▶ **WHAT NEEDS TO BE DONE**:
Return every line of the entries below that contains the string "cliff", copying each one in full.

▶ **INFORMATION PROVIDED**:
....

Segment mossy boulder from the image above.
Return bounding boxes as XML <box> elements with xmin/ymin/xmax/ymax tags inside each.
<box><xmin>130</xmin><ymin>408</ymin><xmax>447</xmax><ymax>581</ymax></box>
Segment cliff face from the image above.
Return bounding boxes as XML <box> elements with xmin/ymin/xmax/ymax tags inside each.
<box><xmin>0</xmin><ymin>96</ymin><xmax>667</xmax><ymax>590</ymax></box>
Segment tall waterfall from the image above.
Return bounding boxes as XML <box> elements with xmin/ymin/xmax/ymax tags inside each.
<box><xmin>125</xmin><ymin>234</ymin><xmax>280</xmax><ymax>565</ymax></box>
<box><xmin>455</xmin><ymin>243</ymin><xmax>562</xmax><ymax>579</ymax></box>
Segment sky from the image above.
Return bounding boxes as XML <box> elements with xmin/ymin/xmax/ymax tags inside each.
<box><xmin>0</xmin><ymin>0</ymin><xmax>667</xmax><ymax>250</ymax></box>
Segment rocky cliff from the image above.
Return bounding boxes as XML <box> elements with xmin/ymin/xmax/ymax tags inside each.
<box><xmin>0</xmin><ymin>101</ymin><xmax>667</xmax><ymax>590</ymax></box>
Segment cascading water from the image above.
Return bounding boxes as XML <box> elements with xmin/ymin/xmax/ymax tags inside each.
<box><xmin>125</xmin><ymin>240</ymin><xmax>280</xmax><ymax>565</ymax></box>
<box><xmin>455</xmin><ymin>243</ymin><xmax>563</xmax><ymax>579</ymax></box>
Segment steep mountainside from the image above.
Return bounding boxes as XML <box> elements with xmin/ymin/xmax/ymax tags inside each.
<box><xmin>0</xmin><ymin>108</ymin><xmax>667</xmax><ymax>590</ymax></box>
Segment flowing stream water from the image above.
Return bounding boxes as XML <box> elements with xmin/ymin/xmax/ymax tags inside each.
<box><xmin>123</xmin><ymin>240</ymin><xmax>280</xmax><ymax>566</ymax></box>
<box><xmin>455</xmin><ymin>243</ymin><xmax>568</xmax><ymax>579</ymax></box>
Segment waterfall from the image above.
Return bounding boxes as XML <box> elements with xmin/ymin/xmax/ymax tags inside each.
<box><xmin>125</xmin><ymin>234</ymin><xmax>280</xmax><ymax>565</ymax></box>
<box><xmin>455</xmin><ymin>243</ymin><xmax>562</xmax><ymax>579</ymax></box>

....

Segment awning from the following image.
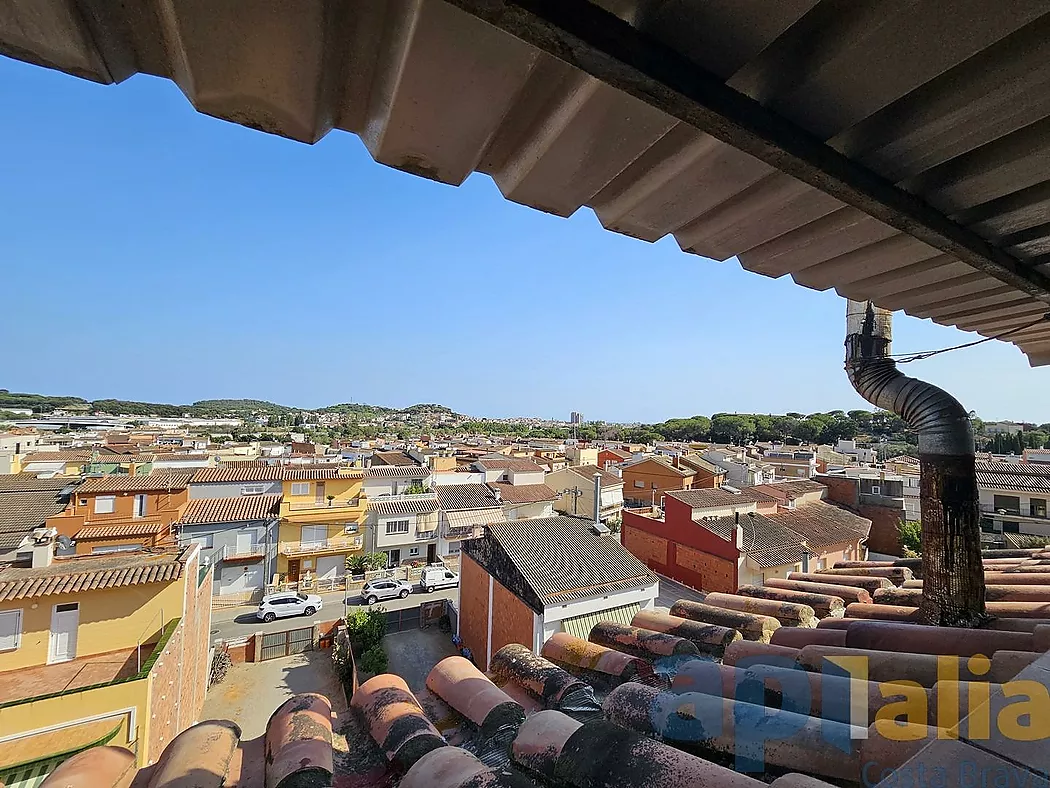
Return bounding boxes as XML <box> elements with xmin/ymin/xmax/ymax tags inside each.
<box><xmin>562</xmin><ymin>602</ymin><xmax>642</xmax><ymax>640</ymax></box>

....

▶ **COMPLETED EXERCISE**:
Segment cliff face from the image above.
Segment rocky cliff from the image above.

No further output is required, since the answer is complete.